• _TASK TO COMPLETE_
Which lines of the listing below contain the word "positive"? Pull each of them out, treating uppercase and lowercase letters as different.

• _RECORDS FOR THIS TASK_

-- -- --

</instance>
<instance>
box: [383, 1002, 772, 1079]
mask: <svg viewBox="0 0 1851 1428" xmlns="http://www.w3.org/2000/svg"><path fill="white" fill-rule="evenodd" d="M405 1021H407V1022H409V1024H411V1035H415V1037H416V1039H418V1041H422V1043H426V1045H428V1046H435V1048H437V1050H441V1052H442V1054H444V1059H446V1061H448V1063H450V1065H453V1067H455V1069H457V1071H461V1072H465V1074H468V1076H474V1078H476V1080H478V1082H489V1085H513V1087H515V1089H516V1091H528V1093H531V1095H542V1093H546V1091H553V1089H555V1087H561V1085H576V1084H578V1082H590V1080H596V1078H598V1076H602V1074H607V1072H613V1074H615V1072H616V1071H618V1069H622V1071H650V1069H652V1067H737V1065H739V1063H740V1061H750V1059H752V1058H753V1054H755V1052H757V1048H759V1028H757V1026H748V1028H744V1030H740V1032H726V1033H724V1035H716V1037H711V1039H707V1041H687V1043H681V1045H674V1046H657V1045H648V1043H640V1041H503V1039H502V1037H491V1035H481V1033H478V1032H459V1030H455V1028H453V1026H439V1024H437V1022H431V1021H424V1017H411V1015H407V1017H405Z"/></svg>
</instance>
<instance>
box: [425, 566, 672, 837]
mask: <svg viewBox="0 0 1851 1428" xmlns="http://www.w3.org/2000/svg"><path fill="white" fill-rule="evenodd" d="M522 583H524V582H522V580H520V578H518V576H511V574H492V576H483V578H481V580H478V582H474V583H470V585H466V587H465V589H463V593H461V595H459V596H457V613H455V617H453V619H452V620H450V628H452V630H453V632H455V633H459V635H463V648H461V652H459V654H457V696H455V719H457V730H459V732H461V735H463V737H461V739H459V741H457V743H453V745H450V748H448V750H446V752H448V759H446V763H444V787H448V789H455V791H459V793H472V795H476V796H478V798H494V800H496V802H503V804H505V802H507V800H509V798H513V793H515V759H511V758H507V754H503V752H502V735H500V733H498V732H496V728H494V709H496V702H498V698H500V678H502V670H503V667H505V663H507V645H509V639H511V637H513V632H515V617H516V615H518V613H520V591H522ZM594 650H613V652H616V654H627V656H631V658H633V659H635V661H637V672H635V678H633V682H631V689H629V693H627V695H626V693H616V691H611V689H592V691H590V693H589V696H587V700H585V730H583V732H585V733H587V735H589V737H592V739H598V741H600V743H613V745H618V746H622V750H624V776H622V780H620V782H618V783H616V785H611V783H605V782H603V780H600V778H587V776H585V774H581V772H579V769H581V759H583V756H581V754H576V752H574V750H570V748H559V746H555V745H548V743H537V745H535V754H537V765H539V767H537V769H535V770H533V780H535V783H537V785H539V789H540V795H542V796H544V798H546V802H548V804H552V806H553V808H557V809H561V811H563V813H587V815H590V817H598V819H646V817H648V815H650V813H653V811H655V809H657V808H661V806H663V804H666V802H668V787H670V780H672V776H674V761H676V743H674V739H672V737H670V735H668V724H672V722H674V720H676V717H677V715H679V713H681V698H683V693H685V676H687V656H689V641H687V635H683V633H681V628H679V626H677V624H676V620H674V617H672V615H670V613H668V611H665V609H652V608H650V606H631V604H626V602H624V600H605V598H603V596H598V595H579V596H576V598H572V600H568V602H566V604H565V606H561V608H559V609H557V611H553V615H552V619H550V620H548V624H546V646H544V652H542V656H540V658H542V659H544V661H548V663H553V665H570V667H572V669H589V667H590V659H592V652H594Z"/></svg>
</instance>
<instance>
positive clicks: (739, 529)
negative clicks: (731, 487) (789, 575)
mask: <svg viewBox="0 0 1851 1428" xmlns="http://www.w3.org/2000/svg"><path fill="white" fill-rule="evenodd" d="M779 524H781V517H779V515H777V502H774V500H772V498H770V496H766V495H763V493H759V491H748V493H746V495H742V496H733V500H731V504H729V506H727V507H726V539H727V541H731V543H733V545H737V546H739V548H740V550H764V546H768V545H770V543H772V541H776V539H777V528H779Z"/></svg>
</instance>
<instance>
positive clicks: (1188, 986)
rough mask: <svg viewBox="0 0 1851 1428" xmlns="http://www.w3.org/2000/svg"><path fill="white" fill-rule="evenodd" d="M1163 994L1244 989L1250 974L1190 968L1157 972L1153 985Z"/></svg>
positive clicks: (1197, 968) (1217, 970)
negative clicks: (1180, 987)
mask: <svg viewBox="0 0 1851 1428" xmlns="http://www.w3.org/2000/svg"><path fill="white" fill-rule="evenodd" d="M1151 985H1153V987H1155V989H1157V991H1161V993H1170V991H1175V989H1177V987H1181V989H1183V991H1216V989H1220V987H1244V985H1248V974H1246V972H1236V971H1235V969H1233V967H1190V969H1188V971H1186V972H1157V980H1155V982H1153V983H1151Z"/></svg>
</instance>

-- -- --

• _SOLUTION BELOW_
positive clicks: (739, 529)
positive clicks: (1188, 986)
positive clicks: (1197, 968) (1217, 970)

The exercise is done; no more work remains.